======== Text to read ========

= Symphony No. 7 (Arnold) =

Symphony by Malcolm Arnold

Cover of the printed score of Malcolm Arnold's Symphony No. 7

The Symphony No. 7, Op. 113 by Malcolm Arnold was finished in 1973. It is in three movements:

The score was largely written at Sir William Walton's home La Mortella on Ischia. Each movement is a portrait of one of his three children, to whom the work is dedicated. The work was commissioned by the New Philharmonia Orchestra.

It was premiered by the composer on 5 May 1974 with the New Philharmonia Orchestra at the Royal Festival Hall.

As of 2016, the manuscript is on deposit in the library of Eton College, having been discovered by Arnold's daughter for sale on eBay.

========

• **What is asked**:
[a] In the text about Malcolm Arnold's Symphony No. 7, where was most of the score written?
[b] Put this sentence from the text about Arnold's Symphony No. 7 into Spanish: "The work was commissioned by the New Philharmonia Orchestra."
[c] From the text about Arnold's Symphony No. 7, reproduce word for word the passage starting at "Symphony by Malcolm" and ending at "New Philharmonia Orchestra.".

======== Extracted entries ========

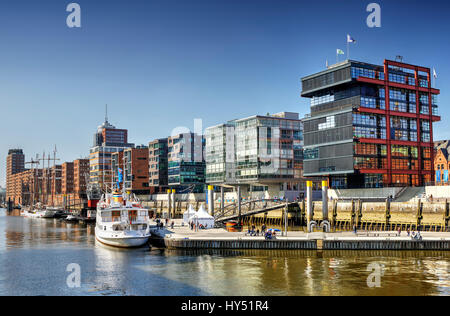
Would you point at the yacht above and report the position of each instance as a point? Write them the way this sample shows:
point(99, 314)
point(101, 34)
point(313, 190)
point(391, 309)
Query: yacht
point(121, 221)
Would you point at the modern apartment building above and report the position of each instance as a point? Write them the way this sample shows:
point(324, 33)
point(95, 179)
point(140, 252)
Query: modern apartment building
point(80, 175)
point(370, 125)
point(158, 165)
point(220, 154)
point(134, 165)
point(264, 153)
point(186, 165)
point(107, 140)
point(49, 185)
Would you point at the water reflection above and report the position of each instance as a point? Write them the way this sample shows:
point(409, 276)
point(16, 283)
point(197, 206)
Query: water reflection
point(34, 254)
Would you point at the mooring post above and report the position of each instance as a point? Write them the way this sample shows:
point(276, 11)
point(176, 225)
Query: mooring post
point(388, 213)
point(211, 200)
point(325, 222)
point(286, 217)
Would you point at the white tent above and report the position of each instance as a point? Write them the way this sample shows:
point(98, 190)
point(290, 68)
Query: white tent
point(202, 217)
point(188, 214)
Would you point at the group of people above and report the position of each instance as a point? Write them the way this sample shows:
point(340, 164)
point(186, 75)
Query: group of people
point(413, 234)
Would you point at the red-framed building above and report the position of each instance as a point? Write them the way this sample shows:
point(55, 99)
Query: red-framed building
point(371, 125)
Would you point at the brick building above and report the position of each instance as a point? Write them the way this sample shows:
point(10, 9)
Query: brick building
point(51, 186)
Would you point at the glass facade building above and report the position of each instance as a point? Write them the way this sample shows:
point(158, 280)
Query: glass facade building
point(370, 126)
point(219, 154)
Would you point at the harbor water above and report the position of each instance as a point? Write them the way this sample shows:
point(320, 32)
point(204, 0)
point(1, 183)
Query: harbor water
point(36, 256)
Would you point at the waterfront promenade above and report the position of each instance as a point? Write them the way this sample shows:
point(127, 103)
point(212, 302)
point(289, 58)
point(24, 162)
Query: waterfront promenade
point(182, 237)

========

• **The replies**:
[a] At Sir William Walton's home La Mortella on Ischia.

[b] La obra fue encargada por la New Philharmonia Orchestra.

[c]
Symphony by Malcolm Arnold

Cover of the printed score of Malcolm Arnold's Symphony No. 7

The Symphony No. 7, Op. 113 by Malcolm Arnold was finished in 1973. It is in three movements:

The score was largely written at Sir William Walton's home La Mortella on Ischia. Each movement is a portrait of one of his three children, to whom the work is dedicated. The work was commissioned by the New Philharmonia Orchestra.